### Stated exercise
Please convert the stretch from the line containing "Could you please indicate the stone" through the line containing "(1021, 309)" into a JSON list of strings, one string per line, leaving out any blank lines.

### Supplied records
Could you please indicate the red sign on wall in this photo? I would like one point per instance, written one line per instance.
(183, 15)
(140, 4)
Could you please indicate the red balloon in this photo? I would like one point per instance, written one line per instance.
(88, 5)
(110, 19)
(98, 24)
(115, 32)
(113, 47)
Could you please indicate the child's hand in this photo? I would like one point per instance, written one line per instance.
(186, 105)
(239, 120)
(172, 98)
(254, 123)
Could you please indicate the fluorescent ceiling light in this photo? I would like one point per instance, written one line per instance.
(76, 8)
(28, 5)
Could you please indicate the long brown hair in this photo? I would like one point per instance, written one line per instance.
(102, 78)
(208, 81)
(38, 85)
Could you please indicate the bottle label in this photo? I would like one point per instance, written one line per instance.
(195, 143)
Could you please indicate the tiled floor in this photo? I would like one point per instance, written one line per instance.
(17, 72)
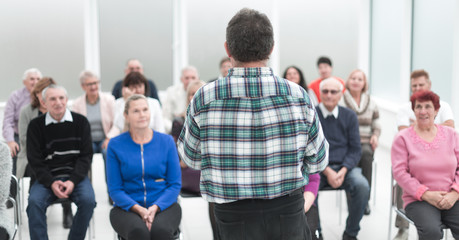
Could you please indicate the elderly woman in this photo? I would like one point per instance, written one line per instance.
(358, 100)
(6, 222)
(16, 101)
(136, 83)
(294, 74)
(425, 163)
(143, 174)
(98, 107)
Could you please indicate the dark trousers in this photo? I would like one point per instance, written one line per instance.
(129, 225)
(279, 218)
(312, 217)
(428, 219)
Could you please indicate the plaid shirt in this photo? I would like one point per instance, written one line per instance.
(253, 135)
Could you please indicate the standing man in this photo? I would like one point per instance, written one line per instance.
(134, 65)
(59, 150)
(16, 101)
(324, 65)
(405, 118)
(256, 138)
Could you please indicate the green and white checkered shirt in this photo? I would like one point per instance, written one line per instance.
(253, 135)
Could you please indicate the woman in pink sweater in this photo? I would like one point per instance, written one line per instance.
(425, 163)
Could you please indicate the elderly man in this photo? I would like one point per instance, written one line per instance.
(325, 68)
(256, 138)
(16, 101)
(405, 117)
(341, 129)
(59, 150)
(174, 103)
(134, 65)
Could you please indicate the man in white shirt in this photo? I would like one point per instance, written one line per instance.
(405, 118)
(175, 100)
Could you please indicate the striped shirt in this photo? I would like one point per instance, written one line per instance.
(253, 135)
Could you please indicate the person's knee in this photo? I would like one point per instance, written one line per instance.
(138, 232)
(429, 232)
(161, 232)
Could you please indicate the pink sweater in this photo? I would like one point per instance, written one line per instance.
(419, 166)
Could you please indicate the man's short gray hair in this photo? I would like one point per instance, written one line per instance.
(331, 79)
(30, 71)
(85, 75)
(249, 36)
(53, 86)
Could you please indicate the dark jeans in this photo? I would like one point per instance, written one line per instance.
(41, 197)
(279, 218)
(428, 219)
(129, 225)
(4, 234)
(366, 162)
(357, 188)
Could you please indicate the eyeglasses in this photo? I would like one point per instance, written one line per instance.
(326, 91)
(92, 83)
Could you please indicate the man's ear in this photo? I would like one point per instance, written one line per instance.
(226, 49)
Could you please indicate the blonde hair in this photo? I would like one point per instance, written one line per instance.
(365, 86)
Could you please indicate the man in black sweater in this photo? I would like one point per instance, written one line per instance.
(341, 129)
(59, 152)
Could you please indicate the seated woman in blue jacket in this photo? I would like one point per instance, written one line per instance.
(143, 175)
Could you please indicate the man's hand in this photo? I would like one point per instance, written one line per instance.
(308, 200)
(332, 178)
(374, 142)
(58, 188)
(433, 197)
(448, 200)
(68, 187)
(105, 143)
(14, 148)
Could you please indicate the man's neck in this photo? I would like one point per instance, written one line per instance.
(262, 63)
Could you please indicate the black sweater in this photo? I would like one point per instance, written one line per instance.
(59, 150)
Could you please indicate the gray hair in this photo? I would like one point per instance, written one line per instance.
(53, 86)
(331, 79)
(190, 68)
(85, 75)
(133, 59)
(249, 36)
(132, 98)
(30, 71)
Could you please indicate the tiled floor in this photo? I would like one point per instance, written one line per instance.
(195, 221)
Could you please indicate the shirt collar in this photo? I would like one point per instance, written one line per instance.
(67, 117)
(327, 113)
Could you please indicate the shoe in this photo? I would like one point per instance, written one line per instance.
(347, 237)
(367, 210)
(402, 234)
(67, 216)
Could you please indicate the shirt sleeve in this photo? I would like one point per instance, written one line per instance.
(115, 183)
(399, 158)
(83, 163)
(354, 149)
(445, 112)
(316, 154)
(189, 143)
(8, 118)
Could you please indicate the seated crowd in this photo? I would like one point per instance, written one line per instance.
(141, 138)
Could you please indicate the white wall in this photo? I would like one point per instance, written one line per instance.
(46, 34)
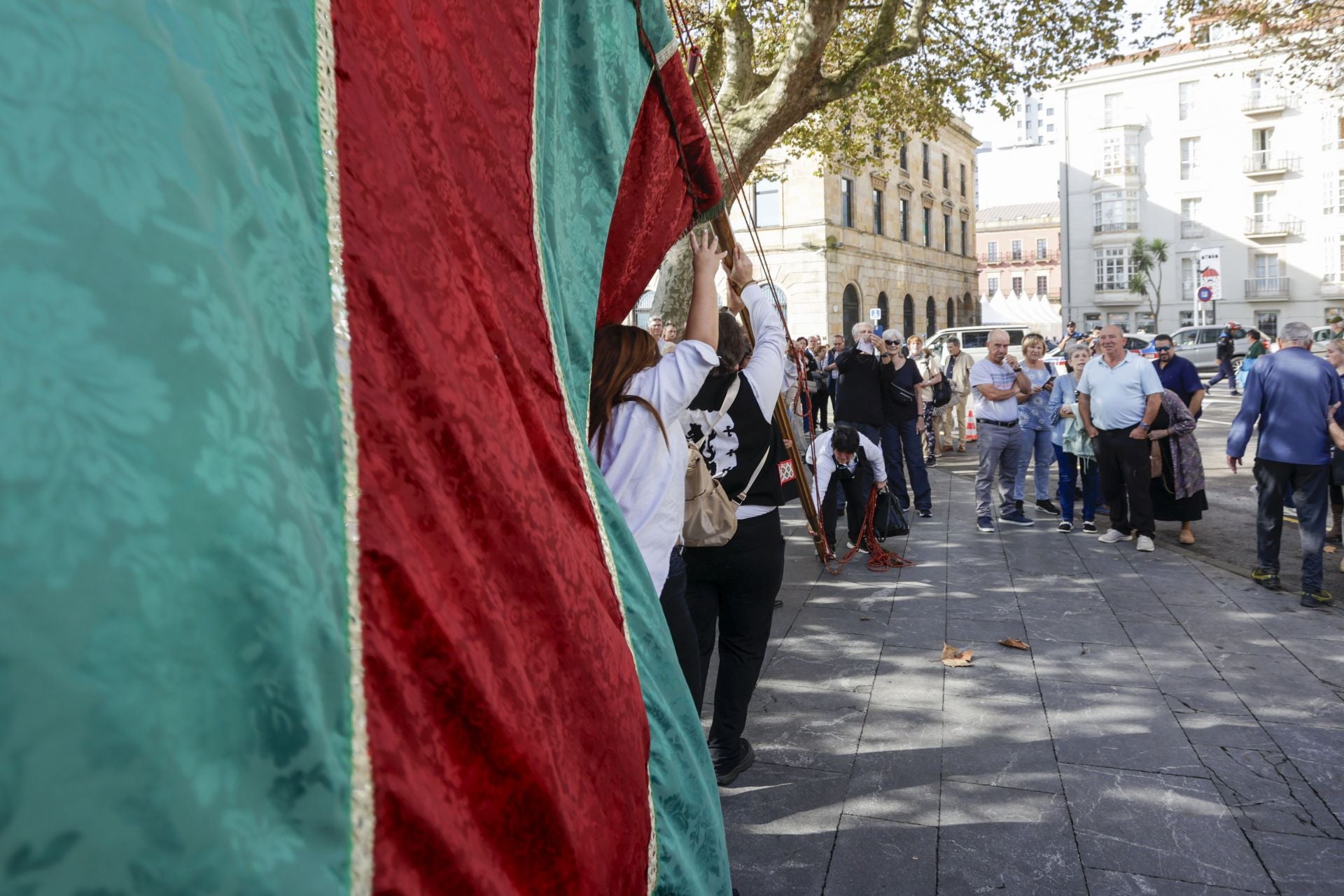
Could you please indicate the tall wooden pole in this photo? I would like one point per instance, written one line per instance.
(723, 230)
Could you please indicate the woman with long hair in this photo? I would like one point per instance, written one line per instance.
(732, 589)
(635, 431)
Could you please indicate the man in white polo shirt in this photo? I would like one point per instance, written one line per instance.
(1119, 398)
(995, 383)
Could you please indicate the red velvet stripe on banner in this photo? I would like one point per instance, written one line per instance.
(655, 181)
(507, 731)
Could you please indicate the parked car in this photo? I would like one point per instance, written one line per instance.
(1058, 362)
(1199, 347)
(974, 340)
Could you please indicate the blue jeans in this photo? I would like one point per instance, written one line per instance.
(1035, 442)
(1069, 465)
(901, 445)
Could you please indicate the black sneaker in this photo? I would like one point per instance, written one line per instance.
(1317, 599)
(1266, 580)
(729, 773)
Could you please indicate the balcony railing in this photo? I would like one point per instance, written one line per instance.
(1273, 226)
(1262, 102)
(1264, 162)
(1266, 286)
(1114, 226)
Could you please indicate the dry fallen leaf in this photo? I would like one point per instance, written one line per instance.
(955, 657)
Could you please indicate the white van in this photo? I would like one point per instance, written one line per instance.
(974, 340)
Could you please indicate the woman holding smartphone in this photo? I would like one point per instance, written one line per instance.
(1035, 425)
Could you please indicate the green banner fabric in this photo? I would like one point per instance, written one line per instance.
(174, 665)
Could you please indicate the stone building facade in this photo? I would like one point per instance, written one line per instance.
(841, 242)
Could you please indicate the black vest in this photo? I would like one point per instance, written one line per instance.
(738, 442)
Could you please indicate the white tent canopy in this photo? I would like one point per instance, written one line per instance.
(1021, 309)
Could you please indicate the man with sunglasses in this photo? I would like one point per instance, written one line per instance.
(1179, 375)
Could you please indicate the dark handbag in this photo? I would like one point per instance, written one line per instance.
(888, 519)
(941, 393)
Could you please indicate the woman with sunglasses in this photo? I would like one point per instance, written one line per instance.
(904, 425)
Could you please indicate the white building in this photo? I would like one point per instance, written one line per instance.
(1206, 150)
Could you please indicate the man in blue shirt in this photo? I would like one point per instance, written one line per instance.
(1119, 398)
(1291, 394)
(1179, 375)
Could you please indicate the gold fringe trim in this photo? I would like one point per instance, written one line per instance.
(581, 453)
(362, 771)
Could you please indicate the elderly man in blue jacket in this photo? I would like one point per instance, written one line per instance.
(1291, 394)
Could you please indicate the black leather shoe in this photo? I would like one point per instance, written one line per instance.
(727, 774)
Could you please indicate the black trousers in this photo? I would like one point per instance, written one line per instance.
(820, 399)
(857, 503)
(680, 625)
(1126, 480)
(733, 589)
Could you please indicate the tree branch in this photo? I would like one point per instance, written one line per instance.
(881, 50)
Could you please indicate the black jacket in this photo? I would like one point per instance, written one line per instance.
(859, 393)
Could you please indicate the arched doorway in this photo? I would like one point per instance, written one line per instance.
(850, 307)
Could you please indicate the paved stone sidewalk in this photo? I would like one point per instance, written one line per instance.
(1174, 729)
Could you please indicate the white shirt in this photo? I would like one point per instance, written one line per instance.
(986, 372)
(1119, 394)
(822, 456)
(645, 472)
(765, 371)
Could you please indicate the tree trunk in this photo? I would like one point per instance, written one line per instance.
(672, 298)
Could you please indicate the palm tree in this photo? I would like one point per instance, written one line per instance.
(1147, 257)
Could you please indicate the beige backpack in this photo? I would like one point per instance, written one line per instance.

### Output for this exercise
[
  "Could you please indicate the stone building facade in this photo? I would like one point per instance, written one line per instance.",
  "(841, 242)",
  "Could you please indicate the black vest in this photo? I would like one point per instance, written one line per instance.",
  "(738, 442)",
  "Could you please indicate the white tent canopy in this photo? I would like one point per instance, written one line per instance.",
  "(1021, 309)"
]